The problem
Reproduce the records below word for word, from the line with "On this screenshot, the blue sky" up to and including the line with "[257,653,311,699]".

Supplied data
+ + + + +
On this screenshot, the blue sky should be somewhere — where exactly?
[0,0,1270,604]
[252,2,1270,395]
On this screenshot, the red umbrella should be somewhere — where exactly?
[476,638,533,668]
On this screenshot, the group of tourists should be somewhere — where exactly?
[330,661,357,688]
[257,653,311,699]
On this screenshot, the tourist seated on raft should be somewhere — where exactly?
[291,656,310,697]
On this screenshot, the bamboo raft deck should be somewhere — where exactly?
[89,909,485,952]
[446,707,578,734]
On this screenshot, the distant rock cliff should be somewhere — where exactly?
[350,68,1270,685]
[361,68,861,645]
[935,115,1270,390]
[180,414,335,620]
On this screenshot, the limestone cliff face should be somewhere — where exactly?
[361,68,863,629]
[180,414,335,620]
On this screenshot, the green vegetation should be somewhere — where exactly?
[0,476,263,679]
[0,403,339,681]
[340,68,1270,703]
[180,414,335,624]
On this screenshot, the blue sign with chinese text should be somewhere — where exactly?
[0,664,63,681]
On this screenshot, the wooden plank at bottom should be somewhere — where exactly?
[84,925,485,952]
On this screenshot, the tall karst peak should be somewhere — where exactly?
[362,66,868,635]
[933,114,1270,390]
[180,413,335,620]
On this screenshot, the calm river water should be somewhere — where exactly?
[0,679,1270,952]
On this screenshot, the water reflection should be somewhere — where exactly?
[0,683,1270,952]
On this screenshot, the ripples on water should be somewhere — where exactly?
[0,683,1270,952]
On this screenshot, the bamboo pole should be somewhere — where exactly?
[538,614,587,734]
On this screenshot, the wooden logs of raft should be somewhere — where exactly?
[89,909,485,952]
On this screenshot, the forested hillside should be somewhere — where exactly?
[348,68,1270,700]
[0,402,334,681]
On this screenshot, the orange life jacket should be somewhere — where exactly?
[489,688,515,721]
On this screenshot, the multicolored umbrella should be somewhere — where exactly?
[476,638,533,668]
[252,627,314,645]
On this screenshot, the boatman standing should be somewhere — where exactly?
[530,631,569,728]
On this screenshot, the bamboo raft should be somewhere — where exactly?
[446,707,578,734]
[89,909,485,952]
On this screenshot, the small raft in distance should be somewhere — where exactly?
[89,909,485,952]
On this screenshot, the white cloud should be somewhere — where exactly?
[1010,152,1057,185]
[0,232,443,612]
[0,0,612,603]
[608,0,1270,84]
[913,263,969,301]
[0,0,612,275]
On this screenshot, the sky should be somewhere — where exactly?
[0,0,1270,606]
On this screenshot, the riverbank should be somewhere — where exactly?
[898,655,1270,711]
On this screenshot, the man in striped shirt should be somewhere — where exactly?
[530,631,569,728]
+ + + + +
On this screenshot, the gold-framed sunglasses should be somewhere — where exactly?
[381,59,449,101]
+ + + + +
Completed exercise
On this screenshot, the blue sky should be somewhere — where exactly?
[0,0,1270,604]
[252,2,1270,395]
On this screenshot, the red umbrella should be somewhere — where exactly?
[476,638,533,668]
On this screenshot, the group of tourists should be somewhere — where exactly?
[330,661,357,688]
[257,653,311,699]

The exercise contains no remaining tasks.